- 任务指令 A -
请从Pig语言文段中返回以含有"http://www.hadoop.org.cn/hadoop/pig-language/"的词句开头、到"le的项目:Sawzall."为止的那一部分,一字不改。
- 任务指令 B -
依据Pig语言文段,用一到三句话说明Pig这种高级查询语言是如何借助MapReduce执行运算的。
- 任务指令 C -
请续写Pig语言文段,从其最后一句之后往下写。

- 给定文段 -
« Hadoop的集群拓扑结构 | 首页 | Hadoop赢得1TB排序基准评估第一名 »
pig语言
作者:马士华 发表于:2008-07-02 14:00 最后更新于:2008-07-02 14:01版权声明:可以任意转载,转载时请务必以超链接形式标明文章原始出处和作者信息。
http://www.hadoop.org.cn/hadoop/pig-language/
Pig是yahoo捐献给apache的一个项目,目前还在Apache孵化器中,但是基本功能已经可用了.今天我就给大家介绍这个好用的Pig.Pig是SQL-like语言,是在MapReduce上构建的一种高级查询语言,把一些运算编译进MapReduce模型的Map和Reduce中,并且用户可以定义自己的功能.Yahoo网格运算部门开发的又一个克隆Google的项目:Sawzall.

- 已存数据行 -
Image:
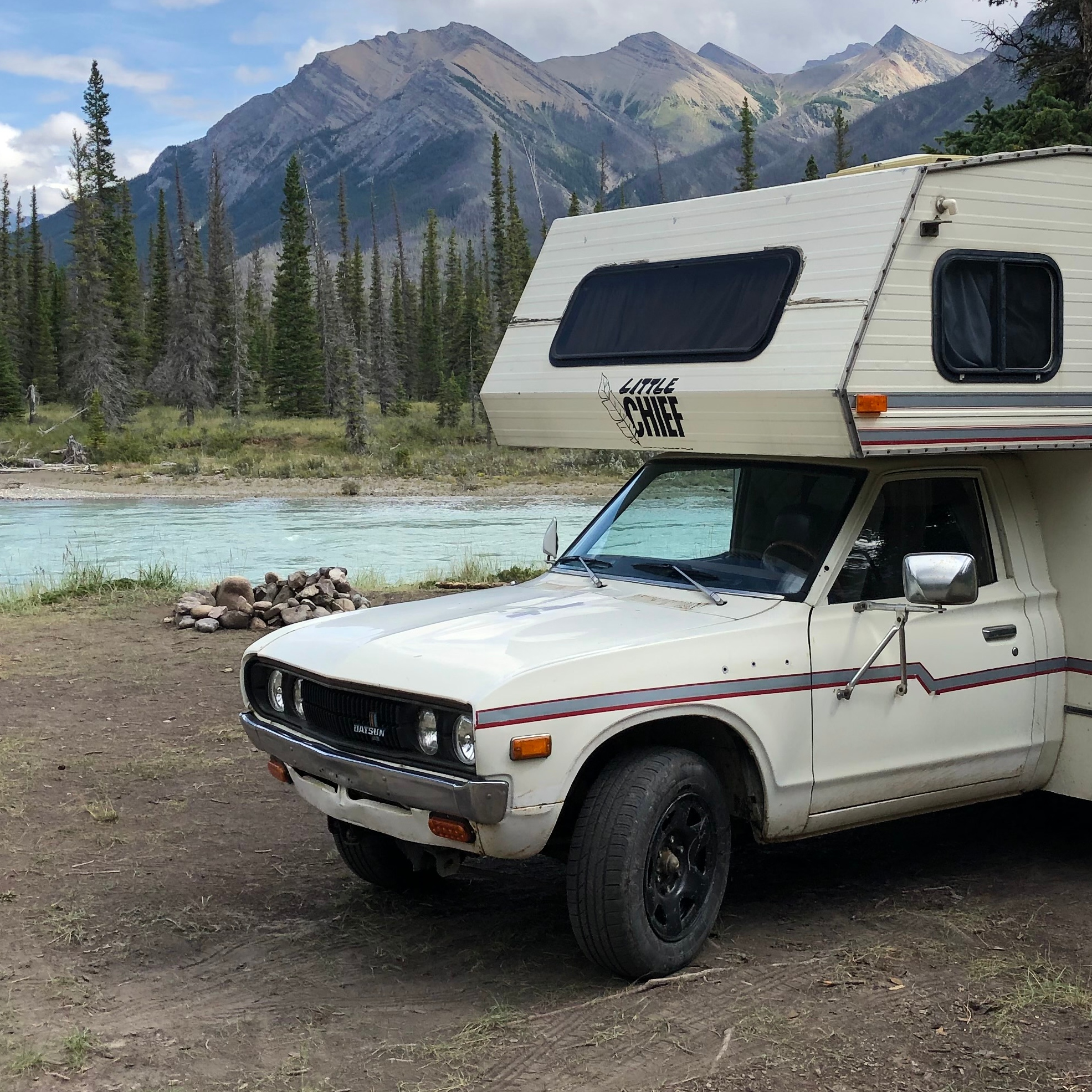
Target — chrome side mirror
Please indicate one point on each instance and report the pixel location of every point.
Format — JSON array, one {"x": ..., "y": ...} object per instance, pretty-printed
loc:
[
  {"x": 941, "y": 580},
  {"x": 550, "y": 542}
]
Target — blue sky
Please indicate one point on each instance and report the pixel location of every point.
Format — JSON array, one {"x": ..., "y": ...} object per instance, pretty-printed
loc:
[{"x": 175, "y": 67}]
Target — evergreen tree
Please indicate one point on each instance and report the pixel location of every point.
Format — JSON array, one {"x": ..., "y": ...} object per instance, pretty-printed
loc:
[
  {"x": 39, "y": 358},
  {"x": 94, "y": 362},
  {"x": 599, "y": 207},
  {"x": 407, "y": 355},
  {"x": 11, "y": 389},
  {"x": 379, "y": 346},
  {"x": 160, "y": 292},
  {"x": 256, "y": 318},
  {"x": 501, "y": 283},
  {"x": 223, "y": 305},
  {"x": 7, "y": 263},
  {"x": 60, "y": 320},
  {"x": 124, "y": 271},
  {"x": 842, "y": 148},
  {"x": 432, "y": 332},
  {"x": 453, "y": 309},
  {"x": 519, "y": 250},
  {"x": 187, "y": 375},
  {"x": 747, "y": 173},
  {"x": 295, "y": 384}
]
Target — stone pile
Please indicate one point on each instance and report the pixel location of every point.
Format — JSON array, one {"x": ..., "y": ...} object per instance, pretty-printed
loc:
[{"x": 237, "y": 604}]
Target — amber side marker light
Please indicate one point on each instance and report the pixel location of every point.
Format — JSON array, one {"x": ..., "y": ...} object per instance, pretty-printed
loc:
[
  {"x": 279, "y": 770},
  {"x": 457, "y": 830},
  {"x": 530, "y": 747},
  {"x": 871, "y": 403}
]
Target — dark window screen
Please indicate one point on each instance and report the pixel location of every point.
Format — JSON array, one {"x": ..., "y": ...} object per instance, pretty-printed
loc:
[
  {"x": 997, "y": 317},
  {"x": 707, "y": 309},
  {"x": 915, "y": 516}
]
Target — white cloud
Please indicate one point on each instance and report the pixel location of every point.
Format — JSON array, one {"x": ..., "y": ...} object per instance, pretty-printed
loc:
[
  {"x": 67, "y": 68},
  {"x": 307, "y": 53},
  {"x": 39, "y": 157},
  {"x": 246, "y": 75}
]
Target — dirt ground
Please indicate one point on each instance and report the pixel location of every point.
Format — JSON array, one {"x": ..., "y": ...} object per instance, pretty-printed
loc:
[{"x": 172, "y": 917}]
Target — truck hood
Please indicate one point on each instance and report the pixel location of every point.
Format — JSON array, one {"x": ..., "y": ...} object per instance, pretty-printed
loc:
[{"x": 465, "y": 648}]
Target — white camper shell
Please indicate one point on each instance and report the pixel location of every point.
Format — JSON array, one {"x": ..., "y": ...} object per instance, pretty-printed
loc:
[
  {"x": 852, "y": 585},
  {"x": 858, "y": 319}
]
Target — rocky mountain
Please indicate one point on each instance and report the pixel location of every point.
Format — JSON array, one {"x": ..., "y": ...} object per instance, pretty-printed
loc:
[{"x": 413, "y": 114}]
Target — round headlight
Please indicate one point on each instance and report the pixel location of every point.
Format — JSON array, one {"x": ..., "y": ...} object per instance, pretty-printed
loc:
[
  {"x": 462, "y": 736},
  {"x": 428, "y": 736},
  {"x": 276, "y": 690}
]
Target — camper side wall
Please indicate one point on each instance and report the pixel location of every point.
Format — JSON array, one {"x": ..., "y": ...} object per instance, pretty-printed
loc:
[{"x": 1062, "y": 486}]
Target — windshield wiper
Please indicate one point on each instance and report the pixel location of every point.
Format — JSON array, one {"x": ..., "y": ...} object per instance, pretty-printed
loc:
[
  {"x": 701, "y": 588},
  {"x": 588, "y": 568}
]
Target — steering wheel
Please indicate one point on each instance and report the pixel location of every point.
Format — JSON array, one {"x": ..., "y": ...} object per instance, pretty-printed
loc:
[{"x": 779, "y": 550}]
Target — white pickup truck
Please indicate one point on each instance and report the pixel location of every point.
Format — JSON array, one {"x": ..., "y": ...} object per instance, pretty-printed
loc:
[{"x": 849, "y": 583}]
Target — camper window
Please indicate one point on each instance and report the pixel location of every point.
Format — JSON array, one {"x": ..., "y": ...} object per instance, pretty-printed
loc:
[
  {"x": 722, "y": 308},
  {"x": 996, "y": 317}
]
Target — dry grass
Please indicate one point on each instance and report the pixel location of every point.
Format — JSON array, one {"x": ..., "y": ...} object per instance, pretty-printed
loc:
[{"x": 102, "y": 811}]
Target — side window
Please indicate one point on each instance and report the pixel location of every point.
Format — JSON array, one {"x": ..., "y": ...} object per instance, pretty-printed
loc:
[
  {"x": 914, "y": 516},
  {"x": 996, "y": 317}
]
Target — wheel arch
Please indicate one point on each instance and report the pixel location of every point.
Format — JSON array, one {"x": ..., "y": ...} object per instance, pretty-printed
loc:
[{"x": 727, "y": 745}]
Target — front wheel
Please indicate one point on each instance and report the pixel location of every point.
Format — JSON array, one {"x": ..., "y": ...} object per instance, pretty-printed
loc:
[{"x": 649, "y": 862}]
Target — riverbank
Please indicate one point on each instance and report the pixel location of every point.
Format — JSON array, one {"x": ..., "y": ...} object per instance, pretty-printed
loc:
[{"x": 55, "y": 484}]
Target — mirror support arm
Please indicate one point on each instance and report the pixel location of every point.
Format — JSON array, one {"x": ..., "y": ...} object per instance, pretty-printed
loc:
[{"x": 903, "y": 612}]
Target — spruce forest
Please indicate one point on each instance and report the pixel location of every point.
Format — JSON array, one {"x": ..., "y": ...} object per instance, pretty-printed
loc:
[{"x": 194, "y": 326}]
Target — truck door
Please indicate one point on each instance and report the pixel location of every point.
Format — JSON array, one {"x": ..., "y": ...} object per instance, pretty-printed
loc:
[{"x": 967, "y": 716}]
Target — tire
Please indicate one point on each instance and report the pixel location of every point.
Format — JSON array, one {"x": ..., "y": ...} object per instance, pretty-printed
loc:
[
  {"x": 374, "y": 858},
  {"x": 649, "y": 862}
]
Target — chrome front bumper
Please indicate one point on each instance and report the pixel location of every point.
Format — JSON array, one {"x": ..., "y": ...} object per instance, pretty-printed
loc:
[{"x": 484, "y": 802}]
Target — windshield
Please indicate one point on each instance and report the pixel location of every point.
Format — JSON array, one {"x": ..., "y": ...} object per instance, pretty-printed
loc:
[{"x": 733, "y": 527}]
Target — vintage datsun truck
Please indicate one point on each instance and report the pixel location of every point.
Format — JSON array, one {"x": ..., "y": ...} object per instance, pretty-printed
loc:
[{"x": 851, "y": 582}]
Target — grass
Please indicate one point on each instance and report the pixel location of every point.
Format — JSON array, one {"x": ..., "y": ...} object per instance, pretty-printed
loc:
[
  {"x": 263, "y": 446},
  {"x": 102, "y": 811},
  {"x": 92, "y": 581},
  {"x": 1027, "y": 987}
]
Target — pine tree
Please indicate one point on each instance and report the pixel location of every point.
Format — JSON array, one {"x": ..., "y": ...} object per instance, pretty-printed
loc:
[
  {"x": 747, "y": 172},
  {"x": 256, "y": 319},
  {"x": 599, "y": 207},
  {"x": 94, "y": 363},
  {"x": 519, "y": 250},
  {"x": 407, "y": 355},
  {"x": 40, "y": 361},
  {"x": 842, "y": 148},
  {"x": 453, "y": 309},
  {"x": 296, "y": 386},
  {"x": 7, "y": 263},
  {"x": 11, "y": 389},
  {"x": 223, "y": 305},
  {"x": 432, "y": 301},
  {"x": 501, "y": 282},
  {"x": 160, "y": 293},
  {"x": 124, "y": 271},
  {"x": 379, "y": 346},
  {"x": 60, "y": 320},
  {"x": 187, "y": 375}
]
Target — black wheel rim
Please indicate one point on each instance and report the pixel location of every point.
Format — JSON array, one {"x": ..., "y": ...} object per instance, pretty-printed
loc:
[{"x": 680, "y": 866}]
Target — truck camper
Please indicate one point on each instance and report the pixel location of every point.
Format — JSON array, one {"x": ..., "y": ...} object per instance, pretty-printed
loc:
[{"x": 850, "y": 582}]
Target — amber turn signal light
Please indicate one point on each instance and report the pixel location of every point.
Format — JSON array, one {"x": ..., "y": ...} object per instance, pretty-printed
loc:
[
  {"x": 279, "y": 770},
  {"x": 457, "y": 830},
  {"x": 871, "y": 403},
  {"x": 530, "y": 747}
]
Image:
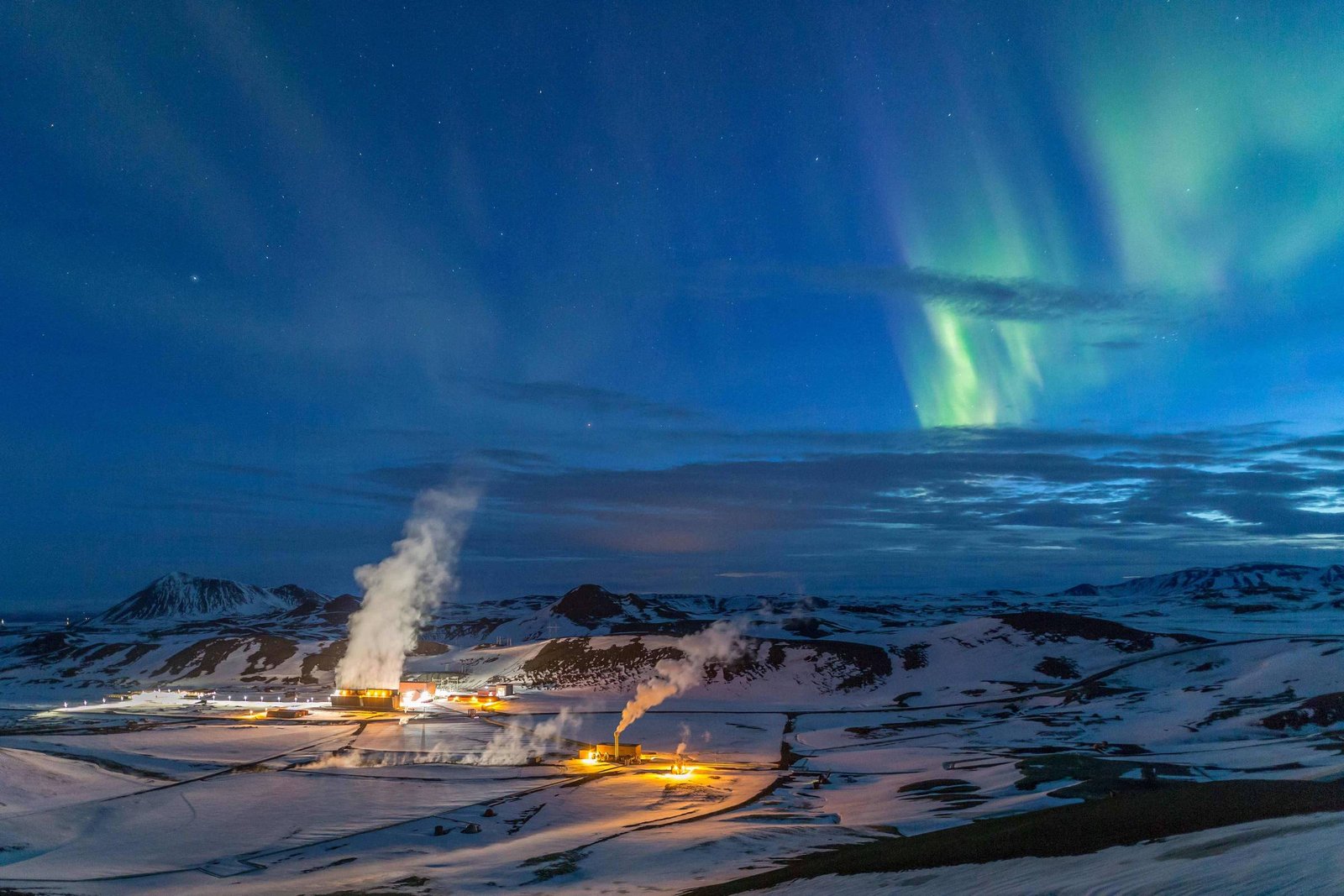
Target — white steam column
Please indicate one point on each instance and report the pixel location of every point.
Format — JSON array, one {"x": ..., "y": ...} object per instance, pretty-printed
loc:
[{"x": 403, "y": 590}]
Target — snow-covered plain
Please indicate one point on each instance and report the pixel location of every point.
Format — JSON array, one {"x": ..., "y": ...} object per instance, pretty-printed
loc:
[{"x": 847, "y": 723}]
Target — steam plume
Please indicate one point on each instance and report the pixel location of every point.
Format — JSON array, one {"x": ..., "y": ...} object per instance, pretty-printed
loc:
[
  {"x": 401, "y": 591},
  {"x": 685, "y": 735},
  {"x": 721, "y": 642}
]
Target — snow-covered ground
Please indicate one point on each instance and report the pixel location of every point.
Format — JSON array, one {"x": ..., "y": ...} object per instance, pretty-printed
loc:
[{"x": 846, "y": 723}]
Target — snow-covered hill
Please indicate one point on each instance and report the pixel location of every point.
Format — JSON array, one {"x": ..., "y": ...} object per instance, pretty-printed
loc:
[{"x": 186, "y": 597}]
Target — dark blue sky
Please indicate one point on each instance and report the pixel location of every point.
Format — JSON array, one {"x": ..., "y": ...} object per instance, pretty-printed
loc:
[{"x": 875, "y": 297}]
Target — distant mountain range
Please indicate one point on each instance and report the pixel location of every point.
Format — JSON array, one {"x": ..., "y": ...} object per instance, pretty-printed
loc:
[
  {"x": 186, "y": 597},
  {"x": 187, "y": 629},
  {"x": 179, "y": 595}
]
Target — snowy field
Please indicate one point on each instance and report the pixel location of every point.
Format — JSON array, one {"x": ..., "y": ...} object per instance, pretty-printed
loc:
[{"x": 1023, "y": 752}]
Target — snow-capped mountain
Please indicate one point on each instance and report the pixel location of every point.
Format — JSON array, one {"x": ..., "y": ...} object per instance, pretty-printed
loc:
[
  {"x": 1243, "y": 579},
  {"x": 186, "y": 597}
]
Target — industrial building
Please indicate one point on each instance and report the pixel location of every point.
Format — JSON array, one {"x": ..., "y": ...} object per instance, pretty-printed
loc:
[
  {"x": 370, "y": 699},
  {"x": 613, "y": 752},
  {"x": 383, "y": 699}
]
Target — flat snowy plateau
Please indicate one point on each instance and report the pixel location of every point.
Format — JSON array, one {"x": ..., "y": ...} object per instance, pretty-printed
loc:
[{"x": 1182, "y": 734}]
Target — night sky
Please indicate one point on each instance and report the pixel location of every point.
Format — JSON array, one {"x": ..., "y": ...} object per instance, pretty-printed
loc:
[{"x": 703, "y": 297}]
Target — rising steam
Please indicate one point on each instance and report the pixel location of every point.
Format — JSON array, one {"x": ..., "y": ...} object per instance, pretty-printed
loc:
[
  {"x": 401, "y": 591},
  {"x": 721, "y": 642}
]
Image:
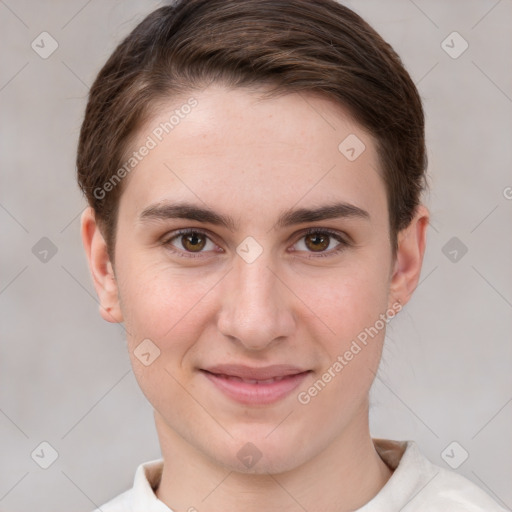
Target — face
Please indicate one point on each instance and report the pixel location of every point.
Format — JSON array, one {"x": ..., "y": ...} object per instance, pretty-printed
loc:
[{"x": 227, "y": 253}]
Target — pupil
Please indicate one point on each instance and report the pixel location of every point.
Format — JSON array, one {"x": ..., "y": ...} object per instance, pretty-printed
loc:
[
  {"x": 193, "y": 241},
  {"x": 318, "y": 241}
]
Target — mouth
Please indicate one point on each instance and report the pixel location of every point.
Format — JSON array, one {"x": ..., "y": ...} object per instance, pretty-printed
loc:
[{"x": 255, "y": 386}]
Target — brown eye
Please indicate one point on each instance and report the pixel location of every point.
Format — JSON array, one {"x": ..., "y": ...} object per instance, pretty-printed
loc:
[
  {"x": 193, "y": 242},
  {"x": 317, "y": 241}
]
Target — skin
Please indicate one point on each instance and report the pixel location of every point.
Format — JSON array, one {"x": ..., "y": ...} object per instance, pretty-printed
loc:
[{"x": 251, "y": 159}]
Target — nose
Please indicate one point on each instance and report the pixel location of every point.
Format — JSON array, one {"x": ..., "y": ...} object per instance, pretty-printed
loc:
[{"x": 256, "y": 308}]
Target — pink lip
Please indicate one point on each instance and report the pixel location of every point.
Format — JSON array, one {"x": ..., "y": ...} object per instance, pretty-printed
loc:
[{"x": 228, "y": 379}]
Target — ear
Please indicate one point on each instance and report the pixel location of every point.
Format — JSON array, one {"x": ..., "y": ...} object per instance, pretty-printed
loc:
[
  {"x": 409, "y": 257},
  {"x": 101, "y": 268}
]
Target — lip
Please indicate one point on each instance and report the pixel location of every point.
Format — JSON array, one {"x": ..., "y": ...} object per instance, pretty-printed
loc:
[{"x": 256, "y": 386}]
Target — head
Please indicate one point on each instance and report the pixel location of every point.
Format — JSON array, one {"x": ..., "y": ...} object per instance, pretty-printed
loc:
[{"x": 287, "y": 138}]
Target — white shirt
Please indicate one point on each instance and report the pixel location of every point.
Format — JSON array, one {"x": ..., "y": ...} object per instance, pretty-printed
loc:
[{"x": 416, "y": 485}]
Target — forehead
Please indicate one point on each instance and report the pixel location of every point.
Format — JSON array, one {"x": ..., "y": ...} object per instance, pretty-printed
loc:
[{"x": 230, "y": 148}]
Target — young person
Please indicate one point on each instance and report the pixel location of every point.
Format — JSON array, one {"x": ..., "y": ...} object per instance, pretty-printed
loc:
[{"x": 254, "y": 172}]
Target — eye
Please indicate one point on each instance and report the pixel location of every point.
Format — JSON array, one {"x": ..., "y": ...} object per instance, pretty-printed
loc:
[
  {"x": 317, "y": 240},
  {"x": 191, "y": 241}
]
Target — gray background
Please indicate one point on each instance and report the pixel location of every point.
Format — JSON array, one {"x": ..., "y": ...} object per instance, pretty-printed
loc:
[{"x": 65, "y": 375}]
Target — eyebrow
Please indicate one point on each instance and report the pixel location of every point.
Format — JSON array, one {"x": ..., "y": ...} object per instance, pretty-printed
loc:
[{"x": 184, "y": 210}]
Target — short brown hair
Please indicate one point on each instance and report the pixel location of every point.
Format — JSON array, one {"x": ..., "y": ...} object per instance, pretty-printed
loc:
[{"x": 290, "y": 45}]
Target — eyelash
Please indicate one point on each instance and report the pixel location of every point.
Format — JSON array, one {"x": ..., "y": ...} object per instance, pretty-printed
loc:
[{"x": 323, "y": 231}]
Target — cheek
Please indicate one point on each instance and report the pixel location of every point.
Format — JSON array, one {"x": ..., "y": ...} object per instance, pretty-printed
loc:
[
  {"x": 161, "y": 303},
  {"x": 345, "y": 300}
]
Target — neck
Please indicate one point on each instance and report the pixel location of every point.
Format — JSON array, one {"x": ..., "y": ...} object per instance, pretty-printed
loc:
[{"x": 344, "y": 476}]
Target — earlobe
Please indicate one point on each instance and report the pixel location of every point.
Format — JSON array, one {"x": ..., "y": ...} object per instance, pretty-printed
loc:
[
  {"x": 101, "y": 268},
  {"x": 409, "y": 257}
]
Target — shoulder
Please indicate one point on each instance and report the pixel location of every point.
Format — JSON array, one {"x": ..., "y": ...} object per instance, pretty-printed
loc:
[
  {"x": 449, "y": 491},
  {"x": 418, "y": 485}
]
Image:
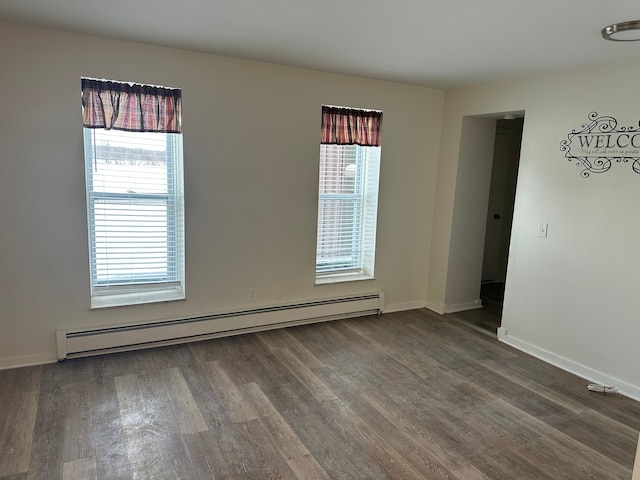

- 任务输出 A -
http://www.hadoop.org.cn/hadoop/pig-language/
Pig是yahoo捐献给apache的一个项目,目前还在Apache孵化器中,但是基本功能已经可用了.今天我就给大家介绍这个好用的Pig.Pig是SQL-like语言,是在MapReduce上构建的一种高级查询语言,把一些运算编译进MapReduce模型的Map和Reduce中,并且用户可以定义自己的功能.Yahoo网格运算部门开发的又一个克隆Google的项目:Sawzall.

- 任务输出 B -
Pig是构建在MapReduce之上的高级查询语言,它把一些运算编译进MapReduce模型的Map和Reduce中来执行。

- 任务输出 C -
支持的运算
算数符号:+,-,*,/
多种数据类型:string,int,float,long等
比较运算:==, !=, >, >=, <, <=,eq, neq, gt, gte, lt,lte,matches
复杂的数据类型:bag,tuple,map
相关运算:FILTER,GROUP BY,ORDER,DISTINCT,UNION,JOIN,FOREACH ... GENERATE
数据统计:COUNT,SUM,AVG,MIN,MAX等。
pig支持的原始类型数据:int,long,float,double,char数组,byte数组
pig内部的数据类型:
bag:一个tuple的集合,表示方式:{<1,2>,<3,4>}
tuple:一个排序的数组,表示方式:<pig,3.14>
map:一个key,value的map数据,表示方式:['pig':<'load','store'>,'web':'hadoop.apache.org']
atom:单一的原始类型数据,作为string存储,也能转化成数值类型.表示方式:'apache.org'或'2.3'.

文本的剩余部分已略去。